>> start Entries
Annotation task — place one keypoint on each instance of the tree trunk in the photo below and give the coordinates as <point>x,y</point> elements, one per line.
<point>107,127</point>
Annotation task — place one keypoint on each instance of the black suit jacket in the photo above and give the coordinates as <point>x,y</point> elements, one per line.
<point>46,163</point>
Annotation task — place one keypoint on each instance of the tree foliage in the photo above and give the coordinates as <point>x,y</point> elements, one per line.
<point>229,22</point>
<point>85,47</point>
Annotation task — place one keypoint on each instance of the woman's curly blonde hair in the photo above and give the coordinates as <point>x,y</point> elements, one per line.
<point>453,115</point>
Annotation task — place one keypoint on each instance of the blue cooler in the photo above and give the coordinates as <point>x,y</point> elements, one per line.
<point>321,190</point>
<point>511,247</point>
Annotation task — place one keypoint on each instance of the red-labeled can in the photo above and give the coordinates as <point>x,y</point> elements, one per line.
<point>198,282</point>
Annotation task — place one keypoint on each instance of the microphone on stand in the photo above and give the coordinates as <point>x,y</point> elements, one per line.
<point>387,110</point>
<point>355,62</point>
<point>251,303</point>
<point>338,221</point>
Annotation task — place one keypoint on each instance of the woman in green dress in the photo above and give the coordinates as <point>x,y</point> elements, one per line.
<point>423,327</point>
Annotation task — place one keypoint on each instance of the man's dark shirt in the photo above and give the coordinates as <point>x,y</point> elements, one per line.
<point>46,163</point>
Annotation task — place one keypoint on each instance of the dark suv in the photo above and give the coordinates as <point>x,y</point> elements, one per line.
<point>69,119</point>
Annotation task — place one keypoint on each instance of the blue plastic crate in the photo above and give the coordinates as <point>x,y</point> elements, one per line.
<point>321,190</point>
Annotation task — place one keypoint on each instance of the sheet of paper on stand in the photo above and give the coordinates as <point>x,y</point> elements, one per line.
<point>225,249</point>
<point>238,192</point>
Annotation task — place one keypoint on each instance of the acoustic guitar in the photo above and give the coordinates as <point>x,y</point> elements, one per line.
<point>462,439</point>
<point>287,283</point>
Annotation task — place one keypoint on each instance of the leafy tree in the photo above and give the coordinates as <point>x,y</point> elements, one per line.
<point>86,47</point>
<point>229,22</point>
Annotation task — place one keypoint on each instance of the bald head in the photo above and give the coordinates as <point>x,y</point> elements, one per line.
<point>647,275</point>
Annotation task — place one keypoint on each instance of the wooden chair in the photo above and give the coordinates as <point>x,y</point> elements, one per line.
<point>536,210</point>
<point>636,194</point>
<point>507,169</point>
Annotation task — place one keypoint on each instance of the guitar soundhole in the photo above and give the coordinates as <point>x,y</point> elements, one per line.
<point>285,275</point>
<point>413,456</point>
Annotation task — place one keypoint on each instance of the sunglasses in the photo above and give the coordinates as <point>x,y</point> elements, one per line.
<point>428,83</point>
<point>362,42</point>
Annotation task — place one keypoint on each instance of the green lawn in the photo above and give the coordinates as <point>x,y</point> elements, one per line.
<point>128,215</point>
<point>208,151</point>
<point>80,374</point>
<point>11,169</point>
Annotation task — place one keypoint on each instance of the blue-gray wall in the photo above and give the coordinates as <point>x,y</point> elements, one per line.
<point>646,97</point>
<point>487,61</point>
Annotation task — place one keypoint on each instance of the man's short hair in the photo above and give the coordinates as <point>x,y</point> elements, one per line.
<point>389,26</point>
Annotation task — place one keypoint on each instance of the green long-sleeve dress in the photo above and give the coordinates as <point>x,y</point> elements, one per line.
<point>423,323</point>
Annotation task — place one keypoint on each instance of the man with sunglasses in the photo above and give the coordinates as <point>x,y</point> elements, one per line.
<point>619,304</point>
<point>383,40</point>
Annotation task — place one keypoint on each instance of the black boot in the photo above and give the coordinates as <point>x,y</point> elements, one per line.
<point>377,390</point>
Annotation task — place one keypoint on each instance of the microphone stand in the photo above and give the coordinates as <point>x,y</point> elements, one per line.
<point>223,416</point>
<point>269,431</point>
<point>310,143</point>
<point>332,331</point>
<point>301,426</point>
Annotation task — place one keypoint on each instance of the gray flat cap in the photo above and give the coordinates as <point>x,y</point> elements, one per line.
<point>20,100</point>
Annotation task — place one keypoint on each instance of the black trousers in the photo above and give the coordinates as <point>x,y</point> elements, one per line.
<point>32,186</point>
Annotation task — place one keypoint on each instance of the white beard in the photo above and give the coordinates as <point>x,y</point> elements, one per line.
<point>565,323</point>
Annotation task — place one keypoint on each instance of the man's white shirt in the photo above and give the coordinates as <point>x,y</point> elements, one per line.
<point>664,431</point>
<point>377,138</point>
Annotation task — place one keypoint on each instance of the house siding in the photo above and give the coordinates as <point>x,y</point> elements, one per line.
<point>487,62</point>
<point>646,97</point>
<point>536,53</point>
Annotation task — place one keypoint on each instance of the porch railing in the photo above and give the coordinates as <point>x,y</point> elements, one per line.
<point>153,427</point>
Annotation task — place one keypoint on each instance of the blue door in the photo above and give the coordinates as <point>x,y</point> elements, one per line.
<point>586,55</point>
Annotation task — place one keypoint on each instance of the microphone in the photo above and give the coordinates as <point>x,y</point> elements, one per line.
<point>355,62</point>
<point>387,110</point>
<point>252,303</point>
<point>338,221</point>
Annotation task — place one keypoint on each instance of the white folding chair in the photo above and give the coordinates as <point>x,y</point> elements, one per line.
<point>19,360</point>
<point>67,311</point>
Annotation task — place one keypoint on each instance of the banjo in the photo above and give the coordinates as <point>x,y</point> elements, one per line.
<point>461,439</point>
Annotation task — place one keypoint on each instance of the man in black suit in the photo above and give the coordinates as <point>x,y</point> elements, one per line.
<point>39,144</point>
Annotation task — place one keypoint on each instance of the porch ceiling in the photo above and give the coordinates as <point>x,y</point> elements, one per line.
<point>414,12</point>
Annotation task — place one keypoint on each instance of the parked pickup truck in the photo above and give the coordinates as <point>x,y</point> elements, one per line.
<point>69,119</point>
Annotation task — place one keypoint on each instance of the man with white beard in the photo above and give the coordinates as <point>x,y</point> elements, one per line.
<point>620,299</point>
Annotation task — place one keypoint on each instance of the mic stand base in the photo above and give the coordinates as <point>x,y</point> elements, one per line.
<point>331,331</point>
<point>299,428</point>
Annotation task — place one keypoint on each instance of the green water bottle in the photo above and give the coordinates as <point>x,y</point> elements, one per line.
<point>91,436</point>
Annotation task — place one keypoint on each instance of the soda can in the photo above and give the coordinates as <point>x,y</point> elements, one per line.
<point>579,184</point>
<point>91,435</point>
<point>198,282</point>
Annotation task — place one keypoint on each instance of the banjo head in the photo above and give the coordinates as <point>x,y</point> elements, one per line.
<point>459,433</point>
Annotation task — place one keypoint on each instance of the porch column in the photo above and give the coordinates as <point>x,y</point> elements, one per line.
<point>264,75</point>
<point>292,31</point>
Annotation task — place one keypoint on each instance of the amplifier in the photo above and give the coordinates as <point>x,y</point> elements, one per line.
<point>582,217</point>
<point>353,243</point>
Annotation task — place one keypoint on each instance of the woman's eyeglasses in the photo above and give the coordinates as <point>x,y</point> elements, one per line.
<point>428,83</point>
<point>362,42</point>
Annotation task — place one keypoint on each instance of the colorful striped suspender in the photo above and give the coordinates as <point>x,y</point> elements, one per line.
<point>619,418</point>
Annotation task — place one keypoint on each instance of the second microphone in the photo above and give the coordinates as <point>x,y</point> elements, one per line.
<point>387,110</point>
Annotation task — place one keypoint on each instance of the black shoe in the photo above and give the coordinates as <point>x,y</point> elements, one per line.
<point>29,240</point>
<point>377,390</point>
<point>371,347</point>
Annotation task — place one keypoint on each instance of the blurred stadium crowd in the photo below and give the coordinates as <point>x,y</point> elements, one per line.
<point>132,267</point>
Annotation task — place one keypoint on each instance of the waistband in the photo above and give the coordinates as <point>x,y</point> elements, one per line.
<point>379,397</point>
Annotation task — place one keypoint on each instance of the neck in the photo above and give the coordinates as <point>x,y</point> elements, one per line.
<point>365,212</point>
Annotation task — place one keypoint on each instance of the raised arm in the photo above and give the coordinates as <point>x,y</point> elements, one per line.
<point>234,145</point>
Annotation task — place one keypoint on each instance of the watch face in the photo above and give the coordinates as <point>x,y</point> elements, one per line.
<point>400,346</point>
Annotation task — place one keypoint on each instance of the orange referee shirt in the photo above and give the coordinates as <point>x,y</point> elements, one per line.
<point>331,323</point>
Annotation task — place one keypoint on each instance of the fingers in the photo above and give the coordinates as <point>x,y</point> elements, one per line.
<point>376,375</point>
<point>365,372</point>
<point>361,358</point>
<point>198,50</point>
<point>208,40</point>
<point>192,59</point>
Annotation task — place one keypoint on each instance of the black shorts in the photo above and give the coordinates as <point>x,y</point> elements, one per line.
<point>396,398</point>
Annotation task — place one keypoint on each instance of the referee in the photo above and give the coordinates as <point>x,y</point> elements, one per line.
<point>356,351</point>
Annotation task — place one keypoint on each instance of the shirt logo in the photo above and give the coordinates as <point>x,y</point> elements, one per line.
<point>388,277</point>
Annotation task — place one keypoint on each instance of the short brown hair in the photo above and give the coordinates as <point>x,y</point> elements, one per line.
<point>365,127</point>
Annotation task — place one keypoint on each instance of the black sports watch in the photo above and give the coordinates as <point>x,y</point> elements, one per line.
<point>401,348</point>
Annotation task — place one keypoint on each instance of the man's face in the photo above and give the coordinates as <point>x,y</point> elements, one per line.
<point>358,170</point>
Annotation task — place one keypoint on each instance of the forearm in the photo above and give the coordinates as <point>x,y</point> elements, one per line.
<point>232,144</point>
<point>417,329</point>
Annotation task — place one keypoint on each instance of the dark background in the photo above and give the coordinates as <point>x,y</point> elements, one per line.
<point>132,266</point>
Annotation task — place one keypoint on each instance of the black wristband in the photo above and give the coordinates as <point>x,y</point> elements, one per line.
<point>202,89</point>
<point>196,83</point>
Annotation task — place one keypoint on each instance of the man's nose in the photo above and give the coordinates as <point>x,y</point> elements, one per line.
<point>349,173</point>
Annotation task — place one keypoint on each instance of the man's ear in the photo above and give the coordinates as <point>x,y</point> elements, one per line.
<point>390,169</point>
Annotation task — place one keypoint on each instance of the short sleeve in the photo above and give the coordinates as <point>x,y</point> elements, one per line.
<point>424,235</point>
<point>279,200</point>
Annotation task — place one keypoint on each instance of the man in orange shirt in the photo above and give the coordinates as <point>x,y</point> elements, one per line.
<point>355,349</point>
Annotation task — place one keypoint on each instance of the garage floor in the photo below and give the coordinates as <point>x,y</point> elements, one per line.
>> end Entries
### Task to carry out
Reproduce the data starting with the line containing "man in orange" and going on through the end of the data, requests included, and add -75 to every number in the point coordinates.

### The solution
Annotation task — place one keypoint on each instance of the man in orange shirt in the photo above and give the coordinates as <point>x,y</point> elements, one per line.
<point>280,274</point>
Annotation task — place one keypoint on each instance of the garage floor in the photo below and give the coordinates as <point>x,y</point> elements, one per line.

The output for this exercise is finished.